§ Collection entries:

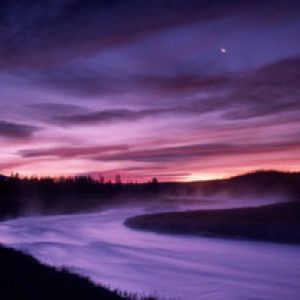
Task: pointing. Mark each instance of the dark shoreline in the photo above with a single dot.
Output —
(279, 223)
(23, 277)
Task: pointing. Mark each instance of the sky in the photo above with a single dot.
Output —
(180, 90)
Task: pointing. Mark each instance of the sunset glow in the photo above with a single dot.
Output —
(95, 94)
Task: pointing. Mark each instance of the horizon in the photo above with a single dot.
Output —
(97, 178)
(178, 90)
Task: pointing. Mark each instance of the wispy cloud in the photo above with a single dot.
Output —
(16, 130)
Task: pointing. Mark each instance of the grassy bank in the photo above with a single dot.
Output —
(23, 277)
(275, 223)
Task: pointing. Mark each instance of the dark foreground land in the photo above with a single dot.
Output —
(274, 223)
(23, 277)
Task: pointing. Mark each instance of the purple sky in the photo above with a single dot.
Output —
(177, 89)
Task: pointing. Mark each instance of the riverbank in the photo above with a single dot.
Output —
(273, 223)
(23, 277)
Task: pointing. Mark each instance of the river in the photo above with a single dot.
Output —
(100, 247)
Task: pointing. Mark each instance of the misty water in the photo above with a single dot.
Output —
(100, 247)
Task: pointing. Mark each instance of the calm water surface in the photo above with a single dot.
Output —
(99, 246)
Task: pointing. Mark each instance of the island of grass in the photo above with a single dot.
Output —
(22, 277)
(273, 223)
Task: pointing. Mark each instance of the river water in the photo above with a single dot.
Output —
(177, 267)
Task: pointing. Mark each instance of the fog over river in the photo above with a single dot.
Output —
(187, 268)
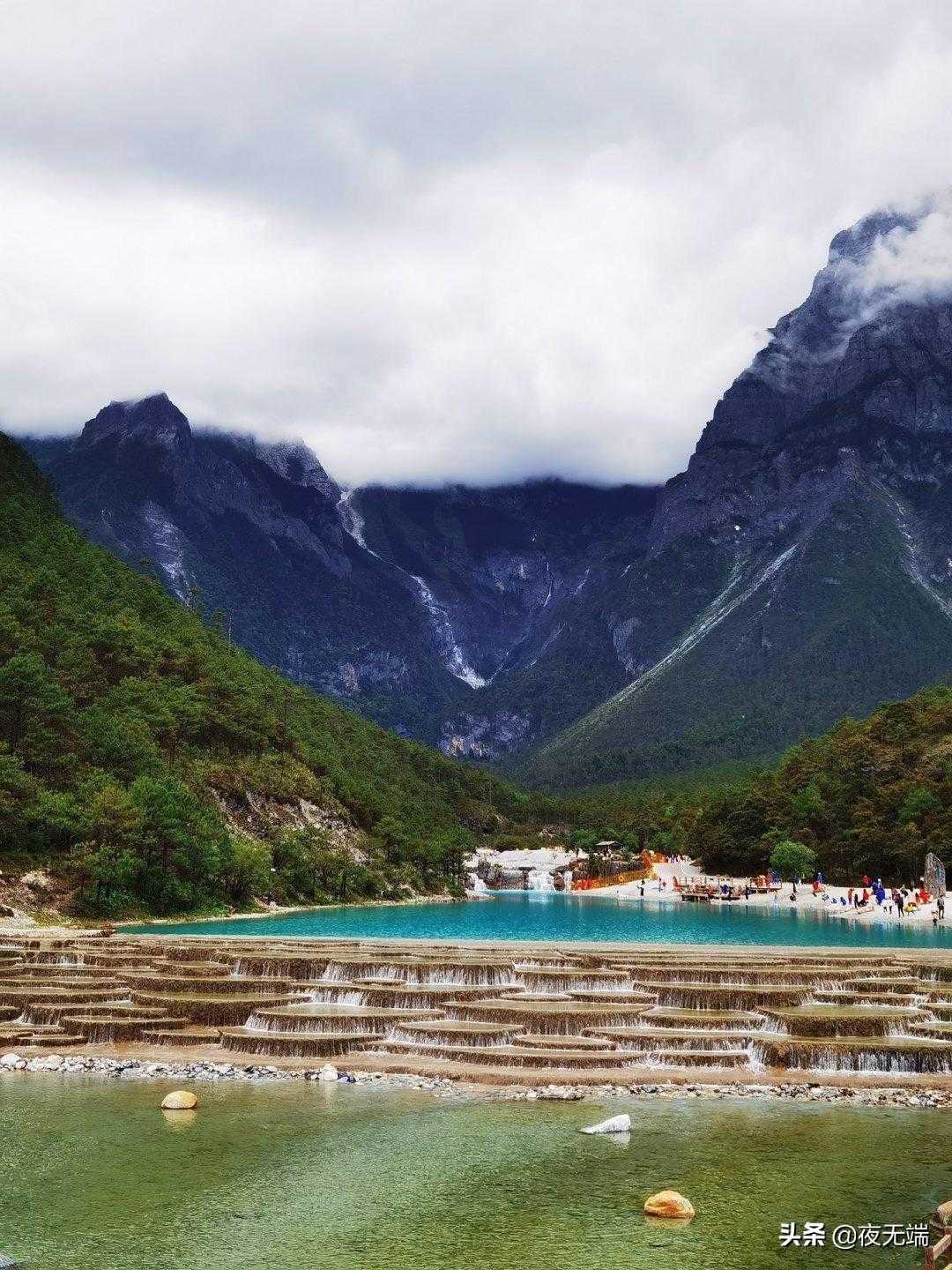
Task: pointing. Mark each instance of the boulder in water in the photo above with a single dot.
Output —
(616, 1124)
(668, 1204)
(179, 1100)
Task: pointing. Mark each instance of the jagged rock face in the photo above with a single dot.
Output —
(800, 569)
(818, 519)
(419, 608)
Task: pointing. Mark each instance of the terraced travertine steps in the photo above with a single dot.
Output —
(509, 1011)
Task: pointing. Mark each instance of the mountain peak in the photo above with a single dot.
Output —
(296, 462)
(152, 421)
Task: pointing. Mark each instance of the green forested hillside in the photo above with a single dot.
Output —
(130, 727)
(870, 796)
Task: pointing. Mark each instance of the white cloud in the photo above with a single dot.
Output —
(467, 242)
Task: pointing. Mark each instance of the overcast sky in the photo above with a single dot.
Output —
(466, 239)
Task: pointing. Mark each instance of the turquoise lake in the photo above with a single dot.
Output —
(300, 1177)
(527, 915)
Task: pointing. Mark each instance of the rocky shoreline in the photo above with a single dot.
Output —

§ EXERCISE BRIEF:
Every line above that includes the string "dark" needs to be copied.

§ SOLUTION BELOW:
Task: pointing. Mark each instance of the dark shoreline in the photo above with a single dot.
Task: pointing. Mark each instance of the dark foreground land in the photo above with a single dot.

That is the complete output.